START Records for processing

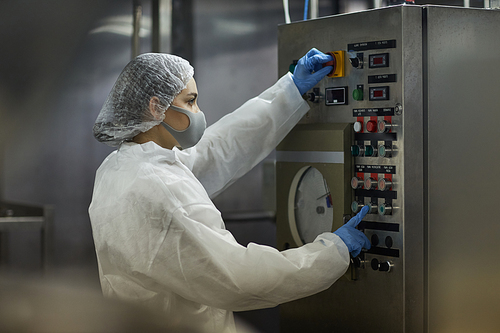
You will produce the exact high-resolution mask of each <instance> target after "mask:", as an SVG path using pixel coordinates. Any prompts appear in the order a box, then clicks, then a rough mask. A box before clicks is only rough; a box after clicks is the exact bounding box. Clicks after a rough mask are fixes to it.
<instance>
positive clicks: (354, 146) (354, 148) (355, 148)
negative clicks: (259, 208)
mask: <svg viewBox="0 0 500 333" xmlns="http://www.w3.org/2000/svg"><path fill="white" fill-rule="evenodd" d="M359 152H360V149H359V146H357V145H354V146H351V154H352V156H359Z"/></svg>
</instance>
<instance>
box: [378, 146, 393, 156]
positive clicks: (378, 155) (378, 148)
mask: <svg viewBox="0 0 500 333" xmlns="http://www.w3.org/2000/svg"><path fill="white" fill-rule="evenodd" d="M378 156H380V157H387V158H389V157H392V148H390V147H387V146H384V145H380V146H378Z"/></svg>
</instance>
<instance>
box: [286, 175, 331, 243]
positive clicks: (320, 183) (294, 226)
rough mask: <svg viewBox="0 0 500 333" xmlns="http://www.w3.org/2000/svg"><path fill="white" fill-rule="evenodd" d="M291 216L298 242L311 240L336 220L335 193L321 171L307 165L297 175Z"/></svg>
mask: <svg viewBox="0 0 500 333" xmlns="http://www.w3.org/2000/svg"><path fill="white" fill-rule="evenodd" d="M288 209H289V220H290V228H291V231H292V236H293V238H294V240H295V242H296V243H297V244H298V245H302V244H305V243H310V242H312V241H314V239H315V238H316V237H317V236H318V235H319V234H322V233H323V232H331V231H332V224H333V208H332V196H331V194H330V190H329V188H328V184H327V183H326V180H325V178H324V177H323V175H322V174H321V172H320V171H319V170H318V169H316V168H313V167H310V166H308V167H304V168H302V169H301V170H299V172H298V173H297V174H296V175H295V178H294V181H293V182H292V186H291V188H290V196H289V205H288Z"/></svg>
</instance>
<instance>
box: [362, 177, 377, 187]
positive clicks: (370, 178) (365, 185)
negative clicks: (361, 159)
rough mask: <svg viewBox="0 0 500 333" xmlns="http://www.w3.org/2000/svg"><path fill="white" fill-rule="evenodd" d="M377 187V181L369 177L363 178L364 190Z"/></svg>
mask: <svg viewBox="0 0 500 333" xmlns="http://www.w3.org/2000/svg"><path fill="white" fill-rule="evenodd" d="M376 188H377V181H376V180H375V179H373V178H371V177H369V178H368V179H365V189H366V190H374V189H376Z"/></svg>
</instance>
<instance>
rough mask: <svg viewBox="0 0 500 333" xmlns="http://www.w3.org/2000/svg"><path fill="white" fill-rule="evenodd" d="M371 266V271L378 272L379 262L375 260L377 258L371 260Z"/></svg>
mask: <svg viewBox="0 0 500 333" xmlns="http://www.w3.org/2000/svg"><path fill="white" fill-rule="evenodd" d="M371 265H372V269H373V270H374V271H378V267H379V262H378V259H377V258H373V259H372V262H371Z"/></svg>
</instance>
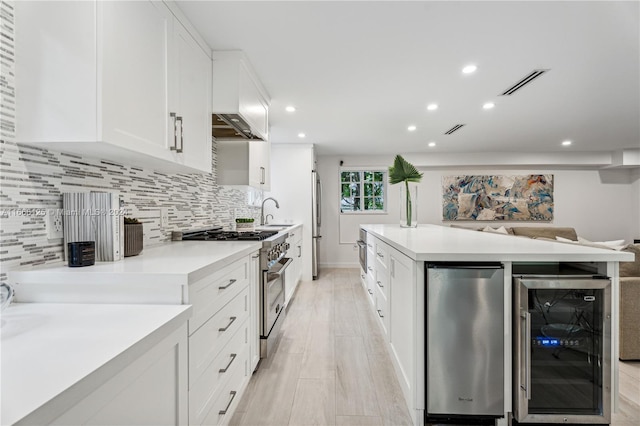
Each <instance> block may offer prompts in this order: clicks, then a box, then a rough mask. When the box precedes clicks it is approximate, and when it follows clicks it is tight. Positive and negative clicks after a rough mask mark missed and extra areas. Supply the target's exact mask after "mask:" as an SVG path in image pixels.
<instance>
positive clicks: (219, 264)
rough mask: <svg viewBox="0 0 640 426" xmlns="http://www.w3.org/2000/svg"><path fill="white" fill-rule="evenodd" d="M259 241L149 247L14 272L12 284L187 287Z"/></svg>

END Records for processing

Lay out every line from the start of the listing up to and including the line containing "negative clicks: (259, 208)" as a JSON list of strings, one string per line, with blank lines omitted. Leave the pictures out.

[
  "You will produce the exact high-resolution mask of each <instance> target after \"mask:\", as an SVG path using pixel coordinates. Any prompts appear in the order a box, then clicks, then a rough mask. A box before clicks is only rough; a box after clicks is the exact bounding box. Clicks after a rough mask are fixes to it.",
  "<instance>",
  "positive clicks: (354, 146) (354, 148) (355, 148)",
  "negative clicks: (259, 208)"
]